>> Begin Material for the task
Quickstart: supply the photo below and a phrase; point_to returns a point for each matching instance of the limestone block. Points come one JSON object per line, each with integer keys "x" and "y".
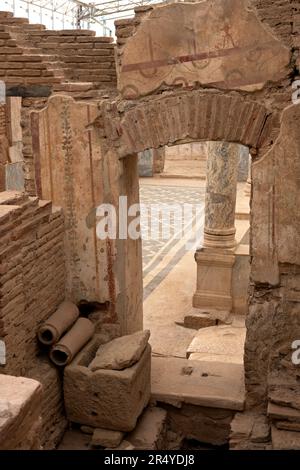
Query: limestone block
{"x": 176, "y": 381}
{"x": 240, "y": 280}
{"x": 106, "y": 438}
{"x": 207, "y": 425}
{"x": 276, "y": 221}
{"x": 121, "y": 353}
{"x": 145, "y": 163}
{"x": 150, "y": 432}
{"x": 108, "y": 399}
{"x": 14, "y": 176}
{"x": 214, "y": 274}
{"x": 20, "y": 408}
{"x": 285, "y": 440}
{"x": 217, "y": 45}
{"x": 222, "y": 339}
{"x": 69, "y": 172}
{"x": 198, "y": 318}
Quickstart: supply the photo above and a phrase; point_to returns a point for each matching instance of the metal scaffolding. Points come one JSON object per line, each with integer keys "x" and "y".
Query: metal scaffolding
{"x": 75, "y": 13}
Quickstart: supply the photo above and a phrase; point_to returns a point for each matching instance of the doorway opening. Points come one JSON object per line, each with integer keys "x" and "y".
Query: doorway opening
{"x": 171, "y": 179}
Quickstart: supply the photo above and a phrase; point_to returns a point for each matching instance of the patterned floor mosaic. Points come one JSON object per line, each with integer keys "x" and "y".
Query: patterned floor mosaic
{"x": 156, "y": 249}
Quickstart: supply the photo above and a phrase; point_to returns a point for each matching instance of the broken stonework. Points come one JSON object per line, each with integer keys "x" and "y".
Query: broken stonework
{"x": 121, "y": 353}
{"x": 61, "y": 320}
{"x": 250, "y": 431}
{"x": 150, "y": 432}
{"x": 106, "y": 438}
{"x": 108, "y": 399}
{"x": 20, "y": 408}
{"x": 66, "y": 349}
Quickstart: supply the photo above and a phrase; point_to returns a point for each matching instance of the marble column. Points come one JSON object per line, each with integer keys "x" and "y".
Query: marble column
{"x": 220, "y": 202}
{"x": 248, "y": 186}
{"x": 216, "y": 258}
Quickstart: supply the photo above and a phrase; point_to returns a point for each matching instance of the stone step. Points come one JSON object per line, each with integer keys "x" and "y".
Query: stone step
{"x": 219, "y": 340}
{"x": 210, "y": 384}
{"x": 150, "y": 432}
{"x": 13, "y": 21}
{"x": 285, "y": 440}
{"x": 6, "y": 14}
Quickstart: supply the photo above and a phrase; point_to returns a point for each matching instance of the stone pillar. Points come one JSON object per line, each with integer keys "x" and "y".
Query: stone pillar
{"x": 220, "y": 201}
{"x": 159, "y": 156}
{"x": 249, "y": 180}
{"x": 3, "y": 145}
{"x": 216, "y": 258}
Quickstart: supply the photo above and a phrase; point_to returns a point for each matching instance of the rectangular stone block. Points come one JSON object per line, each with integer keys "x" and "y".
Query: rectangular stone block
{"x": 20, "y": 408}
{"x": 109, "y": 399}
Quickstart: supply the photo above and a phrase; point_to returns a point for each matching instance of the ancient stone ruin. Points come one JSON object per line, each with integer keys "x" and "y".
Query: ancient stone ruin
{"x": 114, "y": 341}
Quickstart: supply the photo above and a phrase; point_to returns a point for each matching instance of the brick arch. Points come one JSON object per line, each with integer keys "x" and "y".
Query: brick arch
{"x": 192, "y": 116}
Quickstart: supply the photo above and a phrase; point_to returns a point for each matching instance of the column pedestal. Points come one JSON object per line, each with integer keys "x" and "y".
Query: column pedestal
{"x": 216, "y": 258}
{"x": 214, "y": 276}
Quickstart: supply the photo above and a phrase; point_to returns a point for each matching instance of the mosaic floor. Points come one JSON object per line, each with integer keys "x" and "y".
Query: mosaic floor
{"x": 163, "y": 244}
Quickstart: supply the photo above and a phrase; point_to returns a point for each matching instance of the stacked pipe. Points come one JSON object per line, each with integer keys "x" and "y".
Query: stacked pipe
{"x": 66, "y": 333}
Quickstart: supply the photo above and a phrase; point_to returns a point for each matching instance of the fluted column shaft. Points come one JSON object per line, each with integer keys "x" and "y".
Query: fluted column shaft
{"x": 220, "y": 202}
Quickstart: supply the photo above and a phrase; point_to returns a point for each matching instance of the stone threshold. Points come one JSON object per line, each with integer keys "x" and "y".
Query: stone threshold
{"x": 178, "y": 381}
>> End Material for the task
Copy all of the entries above word for word, omitting the picture.

Quickstart: supply the photo below and a phrase; point_to returns a point for each matching instance of the limestone block. Points come one JSON object per line, each with integer keys "x" and "y".
Query: limestone block
{"x": 176, "y": 381}
{"x": 240, "y": 280}
{"x": 106, "y": 438}
{"x": 207, "y": 425}
{"x": 276, "y": 221}
{"x": 121, "y": 353}
{"x": 145, "y": 163}
{"x": 150, "y": 432}
{"x": 108, "y": 399}
{"x": 14, "y": 176}
{"x": 214, "y": 274}
{"x": 20, "y": 408}
{"x": 285, "y": 440}
{"x": 217, "y": 45}
{"x": 222, "y": 339}
{"x": 69, "y": 172}
{"x": 198, "y": 318}
Quickstart: supply the photo above and a phrase; point_to returns a point for each matching instance of the metal scaffolding. Points come one JSON object per line, each with integer keys "x" and "y".
Query: metal scaffolding
{"x": 75, "y": 13}
Quickstart: supply the photo above and a phrase; point_to returns a point for each matching instance of the doorway opening. Points come one JSON object per line, each with integer keys "x" and "y".
Query: doorway opening
{"x": 171, "y": 179}
Quickstart: supply the photo above and a phrase; point_to returns a point for each matching instance of the patterned floor mosaic. Points come one JSON object per line, each with integer keys "x" and "y".
Query: patterned floor mosaic
{"x": 156, "y": 249}
Quickstart: supply the photo above and a phrase; point_to returns a point for each matching instance of the broken stonework. Points come one JSON object per line, each with integer keys "x" and "y".
Query: broken stonework
{"x": 121, "y": 353}
{"x": 61, "y": 320}
{"x": 250, "y": 431}
{"x": 150, "y": 432}
{"x": 106, "y": 438}
{"x": 108, "y": 399}
{"x": 20, "y": 408}
{"x": 66, "y": 349}
Quickstart: supply the photo above and a phrase; point_to returns a point for each matching instance of the marble column. Points come one JSON object per line, each with integer keys "x" and "y".
Query: marble column
{"x": 220, "y": 202}
{"x": 248, "y": 186}
{"x": 216, "y": 258}
Quickstart: supply the photo above and a phrase; point_to returns a point for each matching instance of the stone step. Points come one JSON object per line, each with integer keys "x" and "y".
Query: stone step
{"x": 219, "y": 340}
{"x": 210, "y": 384}
{"x": 150, "y": 432}
{"x": 13, "y": 21}
{"x": 285, "y": 440}
{"x": 6, "y": 14}
Quickstart: supply the photo above and a phrase; point_to returns a point for each matching instance of the stone pillar. Points come one JSON object per line, each with integer keys "x" and "y".
Query: stone pillar
{"x": 220, "y": 201}
{"x": 159, "y": 156}
{"x": 249, "y": 180}
{"x": 3, "y": 145}
{"x": 216, "y": 258}
Quickstart: supply the photo above and a phrase; point_to returns a point for each matching instance of the rectangular stone block. Points come one JSON object per line, each with integer keys "x" and "y".
Query: rectangular stone block
{"x": 20, "y": 408}
{"x": 109, "y": 399}
Quickstart: supply the photo above and a phrase; point_to returns a point for each matching instance of the ancient stone ruin. Points come one JSON object per line, each with integer keys "x" and "y".
Query: ancient stone ruin
{"x": 114, "y": 341}
Quickstart: supply the photo above and a phrase; point_to returns a point for each matching instance of the brick arch. Points come one JSON object per line, each with integer keys "x" and "y".
Query: brick arch
{"x": 192, "y": 116}
Quickstart: supply the photo above and a phrase; point_to returns a point for each matching instance of the column pedestal. Points come one JSON object per line, each with integer keys "x" and "y".
Query: column pedestal
{"x": 216, "y": 258}
{"x": 214, "y": 276}
Quickstart: supply the photo above and a phrase; point_to returns a point for each matching instance of the mosaic floor. Points come one JSON object per line, each with integer keys "x" and "y".
Query: mosaic floor
{"x": 163, "y": 244}
Quickstart: supply the photo above and a phrase; point_to returns a point for each matching instance of the stacked pipe. Points come one JSON object per line, each with integer keys "x" and "y".
Query: stacked pipe
{"x": 66, "y": 333}
Quickstart: supply the photo above and a phrase; point_to returns a point for each matching instance of the fluted column shaft. Points come one JSON object per line, each with integer keys "x" and "y".
Query: fluted column shaft
{"x": 220, "y": 202}
Quickstart: supply the photo above and a phrase; point_to returns a point for each matching instance of the stone threshold. Points come one JSON object per line, each with integer keys "x" and "y".
Query: stone threshold
{"x": 178, "y": 381}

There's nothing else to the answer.